__SOURCE TEXT__.
********************
What does ahimsa mean and where does the word come from?

Ahimsa means non-harming or nonviolence. The word derives from the Sanskrit root hiṃs, meaning to strike; hiṃsā means injury or harm, and adding the alpha privative "a" creates a-hiṃsā, meaning the opposite of harm.

What role does ahimsa play in Jainism compared to Hinduism and Buddhism?

Ahimsa is considered the foremost of the five great vows in Jainism, where its application is more radical and comprehensive than in any other religion. In Hinduism it became the highest moral virtue (ahimsa paramo dharma) though its application varies by one's role in society. In Buddhism it is embedded in the first of the Five Precepts, the instruction to abstain from killing, enforced through karmic belief rather than binding commandment.

How did Ashoka use ahimsa as state policy?

Following the Kalinga War, the Mauryan Emperor Ashoka, who ruled from around 268 to 232 BCE, renounced military conquest in favor of conquest by Dharma. His Rock Edicts banned animal slaughter and sacrifice for many species, established medical care for animals, restricted fishing during certain periods, and banned the slave trade in the Maurya Empire.

How did Gandhi interpret and apply ahimsa in the modern era?
********************
__SET OF TASKS__.
1) Reproduce the ahimsa text word for word from "What role does" to "than binding commandment.".
2) Carry on the ahimsa text from its last line.

__INFORMATION__.
********************
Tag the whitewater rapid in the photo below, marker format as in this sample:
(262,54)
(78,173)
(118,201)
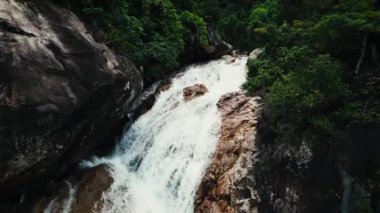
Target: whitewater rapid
(162,157)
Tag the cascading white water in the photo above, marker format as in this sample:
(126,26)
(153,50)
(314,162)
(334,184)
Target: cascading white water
(162,157)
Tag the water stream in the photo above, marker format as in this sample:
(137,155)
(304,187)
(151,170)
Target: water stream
(160,160)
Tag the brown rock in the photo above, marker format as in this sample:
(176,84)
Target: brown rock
(61,92)
(87,196)
(93,184)
(189,93)
(233,158)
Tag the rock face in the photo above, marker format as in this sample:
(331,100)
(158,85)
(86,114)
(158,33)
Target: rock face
(226,184)
(84,196)
(61,93)
(189,93)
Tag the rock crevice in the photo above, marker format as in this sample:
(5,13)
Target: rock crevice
(226,184)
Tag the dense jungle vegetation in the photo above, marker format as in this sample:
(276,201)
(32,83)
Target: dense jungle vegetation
(319,70)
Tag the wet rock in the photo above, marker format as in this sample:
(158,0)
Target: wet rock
(85,195)
(255,53)
(225,187)
(61,93)
(189,93)
(91,188)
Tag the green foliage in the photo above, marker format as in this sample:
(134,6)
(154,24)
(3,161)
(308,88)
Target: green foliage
(309,56)
(197,23)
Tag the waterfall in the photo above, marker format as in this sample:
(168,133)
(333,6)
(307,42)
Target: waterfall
(161,159)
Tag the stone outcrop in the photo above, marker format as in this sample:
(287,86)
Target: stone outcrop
(61,93)
(189,93)
(226,184)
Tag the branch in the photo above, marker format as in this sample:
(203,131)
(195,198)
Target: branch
(364,47)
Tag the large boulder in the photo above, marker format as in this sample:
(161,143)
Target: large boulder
(61,93)
(227,184)
(83,195)
(191,92)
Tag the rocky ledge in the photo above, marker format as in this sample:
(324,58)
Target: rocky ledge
(225,186)
(61,93)
(189,93)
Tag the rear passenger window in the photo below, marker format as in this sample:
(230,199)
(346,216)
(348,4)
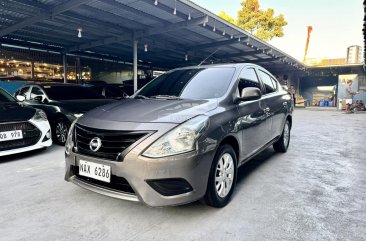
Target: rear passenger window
(248,78)
(268,82)
(274,83)
(24,91)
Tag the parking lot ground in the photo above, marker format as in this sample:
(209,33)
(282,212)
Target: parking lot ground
(315,191)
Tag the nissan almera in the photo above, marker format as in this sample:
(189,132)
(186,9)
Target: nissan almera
(182,137)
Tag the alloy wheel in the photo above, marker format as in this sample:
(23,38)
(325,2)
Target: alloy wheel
(61,132)
(224,177)
(286,135)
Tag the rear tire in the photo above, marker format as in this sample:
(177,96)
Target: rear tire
(60,131)
(281,145)
(222,177)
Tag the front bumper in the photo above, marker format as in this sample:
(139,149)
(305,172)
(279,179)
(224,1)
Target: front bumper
(137,170)
(43,142)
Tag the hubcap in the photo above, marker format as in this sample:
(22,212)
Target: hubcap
(61,132)
(224,175)
(286,135)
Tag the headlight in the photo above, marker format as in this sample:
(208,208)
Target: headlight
(69,141)
(78,115)
(179,140)
(39,116)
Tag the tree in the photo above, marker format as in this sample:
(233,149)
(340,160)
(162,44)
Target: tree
(227,17)
(261,23)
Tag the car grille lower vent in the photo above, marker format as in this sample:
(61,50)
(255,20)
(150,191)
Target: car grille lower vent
(31,135)
(113,142)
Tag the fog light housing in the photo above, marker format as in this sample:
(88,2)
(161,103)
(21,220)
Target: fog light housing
(170,186)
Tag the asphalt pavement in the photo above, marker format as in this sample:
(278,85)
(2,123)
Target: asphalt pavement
(315,191)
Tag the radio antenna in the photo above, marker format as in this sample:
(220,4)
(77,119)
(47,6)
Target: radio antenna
(209,56)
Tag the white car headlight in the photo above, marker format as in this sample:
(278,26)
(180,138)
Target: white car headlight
(179,140)
(78,115)
(39,116)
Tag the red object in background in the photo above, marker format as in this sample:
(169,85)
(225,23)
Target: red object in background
(310,28)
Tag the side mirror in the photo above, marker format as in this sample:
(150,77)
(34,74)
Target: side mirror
(20,98)
(250,93)
(38,98)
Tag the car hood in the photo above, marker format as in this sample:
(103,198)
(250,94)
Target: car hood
(82,106)
(10,112)
(152,110)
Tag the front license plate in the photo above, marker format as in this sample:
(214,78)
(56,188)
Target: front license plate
(94,170)
(11,135)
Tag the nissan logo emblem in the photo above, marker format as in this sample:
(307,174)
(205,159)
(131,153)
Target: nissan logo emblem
(95,144)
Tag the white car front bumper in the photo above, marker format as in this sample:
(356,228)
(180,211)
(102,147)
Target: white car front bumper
(43,141)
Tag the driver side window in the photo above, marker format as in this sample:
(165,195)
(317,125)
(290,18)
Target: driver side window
(247,78)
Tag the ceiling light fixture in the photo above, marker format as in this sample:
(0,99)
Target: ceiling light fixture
(79,32)
(175,7)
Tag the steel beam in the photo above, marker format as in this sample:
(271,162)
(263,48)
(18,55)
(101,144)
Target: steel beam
(140,34)
(44,14)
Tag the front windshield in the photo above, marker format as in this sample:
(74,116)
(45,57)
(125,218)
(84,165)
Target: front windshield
(5,97)
(70,92)
(195,83)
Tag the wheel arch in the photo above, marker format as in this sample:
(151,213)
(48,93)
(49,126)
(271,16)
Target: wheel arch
(289,118)
(234,143)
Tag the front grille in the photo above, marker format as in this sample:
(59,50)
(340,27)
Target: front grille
(31,135)
(113,142)
(117,183)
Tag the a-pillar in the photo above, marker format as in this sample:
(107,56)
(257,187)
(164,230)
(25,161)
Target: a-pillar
(134,66)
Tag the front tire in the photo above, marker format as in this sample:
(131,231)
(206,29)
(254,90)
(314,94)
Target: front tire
(222,177)
(281,145)
(61,129)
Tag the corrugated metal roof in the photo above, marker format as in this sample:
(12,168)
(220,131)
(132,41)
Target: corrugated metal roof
(108,27)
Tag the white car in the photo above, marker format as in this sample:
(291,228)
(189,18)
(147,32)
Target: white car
(21,128)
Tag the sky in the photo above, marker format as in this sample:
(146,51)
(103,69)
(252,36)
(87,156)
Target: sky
(337,24)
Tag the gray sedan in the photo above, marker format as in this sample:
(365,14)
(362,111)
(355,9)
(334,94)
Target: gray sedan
(182,137)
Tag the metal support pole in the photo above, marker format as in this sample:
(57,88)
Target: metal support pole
(32,69)
(134,66)
(64,63)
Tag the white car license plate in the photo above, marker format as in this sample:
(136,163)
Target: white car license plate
(94,170)
(11,135)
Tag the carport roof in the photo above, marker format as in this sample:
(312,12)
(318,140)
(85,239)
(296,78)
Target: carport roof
(108,28)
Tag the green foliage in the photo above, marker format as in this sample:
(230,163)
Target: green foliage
(261,23)
(225,16)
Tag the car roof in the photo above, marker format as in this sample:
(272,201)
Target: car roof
(232,65)
(42,84)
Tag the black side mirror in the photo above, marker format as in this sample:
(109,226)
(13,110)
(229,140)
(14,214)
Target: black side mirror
(38,99)
(250,93)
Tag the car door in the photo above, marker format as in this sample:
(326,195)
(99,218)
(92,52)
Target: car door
(252,118)
(274,104)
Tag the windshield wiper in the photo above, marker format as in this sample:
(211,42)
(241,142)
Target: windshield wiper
(166,97)
(141,97)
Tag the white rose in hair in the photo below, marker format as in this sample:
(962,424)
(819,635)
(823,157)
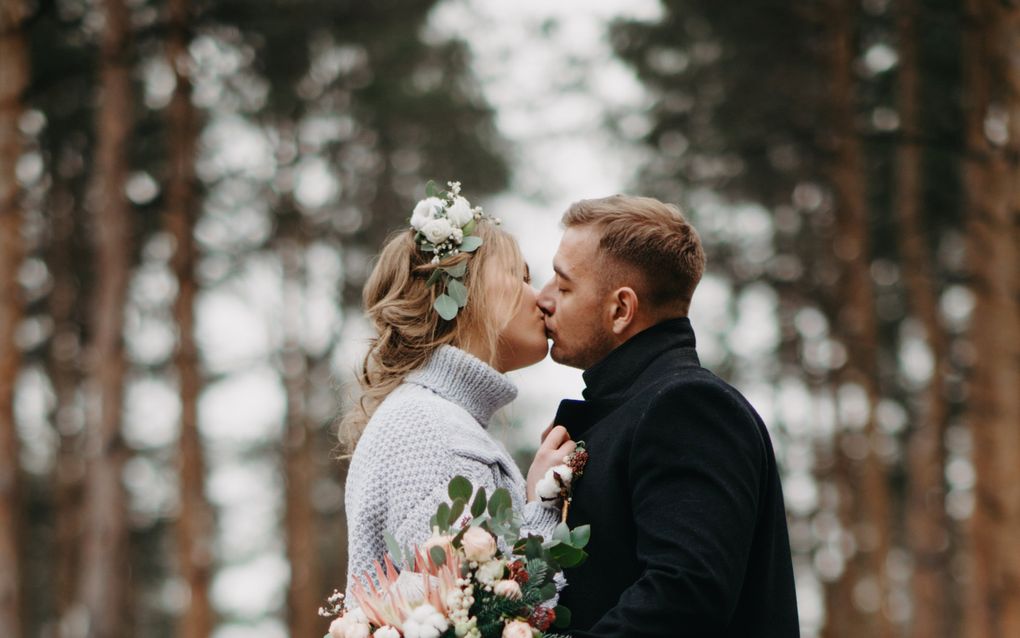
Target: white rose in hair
(426,209)
(437,231)
(460,212)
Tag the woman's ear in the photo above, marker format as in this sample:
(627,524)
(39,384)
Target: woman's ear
********************
__ANSWERS TO THIS EXERCISE__.
1)
What role does ahimsa play in Jainism compared to Hinduism and Buddhism?

Ahimsa is considered the foremost of the five great vows in Jainism, where its application is more radical and comprehensive than in any other religion. In Hinduism it became the highest moral virtue (ahimsa paramo dharma) though its application varies by one's role in society. In Buddhism it is embedded in the first of the Five Precepts, the instruction to abstain from killing, enforced through karmic belief rather than binding commandment.

2)
Gandhi extended ahimsa beyond physical harm to include evil thoughts, harsh words, dishonesty, and lying, which he saw as forms of violence. He turned the religious principle into a non-violent tool for mass political action through his satyagraha movement, influencing leaders including Martin Luther King Jr. and James Bevel.

What is the Jain position on ahimsa and self-defense or war?

The traditional Jain monastic position held that a monk or nun should willingly sacrifice their own life rather than retaliate, preserving the First Great Vow of total nonviolence. However, medieval texts by scholars such as Jinadatta Suri later recommended that both monastics and laypeople may fight and kill if doing so prevents greater ongoing violence.

How did ahimsa influence the development of Aikido?

Morihei Ueshiba, the founder of Aikido in Japan, cited ahimsa as an inspiration. Under his interpretation, the aim of self-defense is to neutralize an attacker's aggression without injuring them if possible, treating the attacker not as an enemy but as someone acting out of ignorance, error, or fear.